TASK 1 – Reproduce the stretch of the Atomic Blonde review from "Starring with Theron" through "to the plot." word for word.
TASK 2 – According to the Atomic Blonde review, which agency tasks Lorraine with finding and securing the list?
TASK 3 – Go on with the Atomic Blonde review, starting right after its last sentence.

SUPPLIED TEXT –
═══

Friday, July 28, 2017



Film Review by Fiore 

ATOMIC BLONDE attempts to provide women with their own version of JOHN WICK.  Charlize Theron ensnarls the role of Lorraine Broughton, a top-rate spy during the end of the Cold War.  Theron is not handling aging well.  She has abandoned glamorous roles, and is opting for characters immersed in the Woman Warrior Agenda.  She ruined Tom Hardy’s stint as Mad Max in MAD MAX: FURY ROAD, and now seems intent on showing up Keanu Reeves.  ATOMIC BLONDE works, not because of Theron, but for the efforts of James McAvoy and John Goodman.  Their performances help you forget some of the bizarre items Theron’s performance would have you believe; like her ability to toss around 250lb KGB agents.

The movie is shown in flashback.  A battered and bruised Lorraine is brought before a clandestine tribunal to account for a botched assignment.  It is 1989, and President Ronald Reagan is urging Soviet Leader Mikhail Gorbachev to tear down the wall dividing Berlin.  As the wall crumbles, a list of top espionage operatives across the globe is purloined by a rogue KGB agent, and placed on the market to the highest bidder.  Lorraine is tasked with finding and securing the list for MI-6.  Her contact in Berlin is David Percival, played by McAvoy.  Neither of the agents trust the other and the uneasy relationship complicates the mission.

Starring with Theron and McAvoy are: John Goodman as Emmett Kurzfeld, a CIA department head; Eddie Marsan as Spyglass, a key element in the delivery of the list; and Sofia Boutella as Delphine Lasalle, a French intelligence agent.   Sofia was most recently seen as Ahmanet, in Tom Cruise’s THE MUMMY.



Editor Elisabet Ronaldsdottir does a credible job in keeping ATOMIC BLONDE under two hours.  There is, however, still a hole in Act Two which drags to the point of making the movie seem longer than it is.  There is a lesbian love affair between Lorraine and Delphine which serves no purpose, other than to keep the male audience interested.  It’s pretty hot stuff, but definitely not necessary to the plot.

Jonathan Sela heads the camera crew.  He worked on JOHN WICK, so many of the action sequences carry a familiar appearance.  In fact, a plethora of the technical crew worked on the JOHN WICK film, so many of the battles, including the gun fights, will look recognizable.

═══

Records from a data collection:
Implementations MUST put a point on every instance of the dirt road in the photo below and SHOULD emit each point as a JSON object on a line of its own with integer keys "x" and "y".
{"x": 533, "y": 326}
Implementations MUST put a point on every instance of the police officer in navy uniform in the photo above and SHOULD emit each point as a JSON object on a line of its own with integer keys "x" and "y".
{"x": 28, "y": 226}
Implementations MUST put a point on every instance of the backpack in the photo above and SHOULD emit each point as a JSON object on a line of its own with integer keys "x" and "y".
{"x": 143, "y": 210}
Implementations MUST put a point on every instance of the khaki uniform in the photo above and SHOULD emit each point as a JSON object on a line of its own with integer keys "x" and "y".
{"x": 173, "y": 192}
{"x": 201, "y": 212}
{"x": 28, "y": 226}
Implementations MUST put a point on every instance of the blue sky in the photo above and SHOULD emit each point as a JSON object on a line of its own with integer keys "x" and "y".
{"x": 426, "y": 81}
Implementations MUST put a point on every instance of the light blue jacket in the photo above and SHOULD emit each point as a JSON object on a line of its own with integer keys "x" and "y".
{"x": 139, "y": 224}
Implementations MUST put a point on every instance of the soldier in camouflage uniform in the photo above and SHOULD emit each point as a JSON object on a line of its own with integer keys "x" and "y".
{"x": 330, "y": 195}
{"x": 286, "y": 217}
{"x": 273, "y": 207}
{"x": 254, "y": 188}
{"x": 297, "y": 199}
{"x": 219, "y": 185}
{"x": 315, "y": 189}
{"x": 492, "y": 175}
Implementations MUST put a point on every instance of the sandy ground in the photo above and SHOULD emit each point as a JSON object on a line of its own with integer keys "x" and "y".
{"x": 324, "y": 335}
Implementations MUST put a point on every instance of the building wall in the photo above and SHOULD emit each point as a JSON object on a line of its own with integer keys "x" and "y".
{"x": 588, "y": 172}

═══

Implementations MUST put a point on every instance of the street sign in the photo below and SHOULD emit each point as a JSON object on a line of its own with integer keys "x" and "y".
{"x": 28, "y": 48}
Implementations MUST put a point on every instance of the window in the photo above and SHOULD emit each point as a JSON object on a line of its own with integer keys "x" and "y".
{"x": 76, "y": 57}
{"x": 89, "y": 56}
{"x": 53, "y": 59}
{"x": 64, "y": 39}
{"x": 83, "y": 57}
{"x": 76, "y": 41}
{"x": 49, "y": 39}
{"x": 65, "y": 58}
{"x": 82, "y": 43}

═══

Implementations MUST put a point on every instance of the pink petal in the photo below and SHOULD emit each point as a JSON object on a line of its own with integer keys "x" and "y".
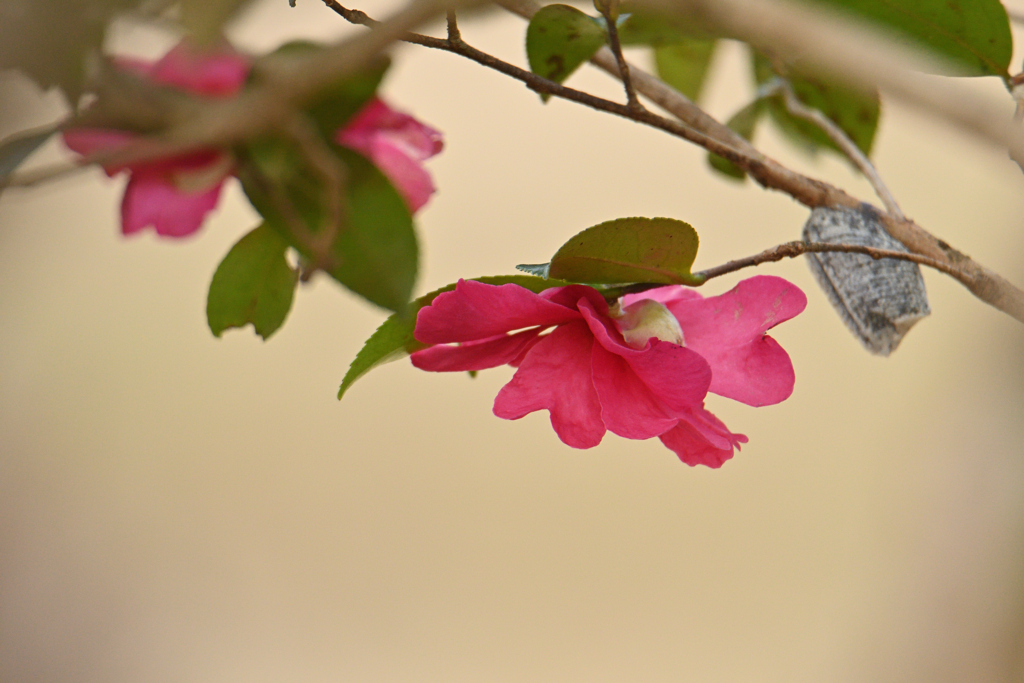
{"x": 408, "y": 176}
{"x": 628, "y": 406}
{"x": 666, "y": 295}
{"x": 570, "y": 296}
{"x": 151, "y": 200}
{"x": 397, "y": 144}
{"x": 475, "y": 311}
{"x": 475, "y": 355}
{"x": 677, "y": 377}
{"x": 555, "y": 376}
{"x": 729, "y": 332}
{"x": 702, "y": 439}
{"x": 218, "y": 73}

═══

TASK OUTPUT 1 –
Starring with Theron and McAvoy are: John Goodman as Emmett Kurzfeld, a CIA department head; Eddie Marsan as Spyglass, a key element in the delivery of the list; and Sofia Boutella as Delphine Lasalle, a French intelligence agent.   Sofia was most recently seen as Ahmanet, in Tom Cruise’s THE MUMMY.



Editor Elisabet Ronaldsdottir does a credible job in keeping ATOMIC BLONDE under two hours.  There is, however, still a hole in Act Two which drags to the point of making the movie seem longer than it is.  There is a lesbian love affair between Lorraine and Delphine which serves no purpose, other than to keep the male audience interested.  It’s pretty hot stuff, but definitely not necessary to the plot.

TASK OUTPUT 2 – MI-6

TASK OUTPUT 3 –
In all honesty, I should explain my scorn at the current Woman Warrior trend in Tinseltown.  I can easily accept women besting bigger, stronger men if they are superheroes, genetically enhanced, vampires or alien cyborgs.  Can’t accept anything else.  During all my years in martial arts competition, I have encountered possibly three women who could hold their own in a fight with a man.  I didn’t say win, but at least look decent during the fight.  I’ve been out of the fight game for decades, and perhaps things have changed.  That said, Sela and Production Designer David Scheunemann do a credible job in making Theron look like see can hang.  Her battles using furniture, hardware fixtures and corkscrews are all viable; but her hand to hand fights border on the comical.  I realize these sequences are placed in films so women, and girls can feel good about themselves and strengthen their feelings of independence; but at some point, reality is stretched too far, turning action to humor.

Let’s take a look at the report card for ATOMIC BLONDE

1.2   ACTING = B



1.5   EDITING = C

1.6   LIGHTING = C

1.7   SCRIPT = D

1.8   SFX = B

1.9   ACTION = B

ATOMIC BLONDE offers a great sound track, with the possible exception of the insipid "99 Red Luftballoons" tune.  A movie hasn’t opened with David Bowie’s Putting Out Fire since Natasha Kinski’s version of CAT PEOPLE.  

The script, by Kurt Johnstad is not bad, but really borrows from trite templates.  The spy list is overdone, the girl on girl action is overplayed and the conclusion is overwrought with twists.  In the latter aspect, it simply tries too hard.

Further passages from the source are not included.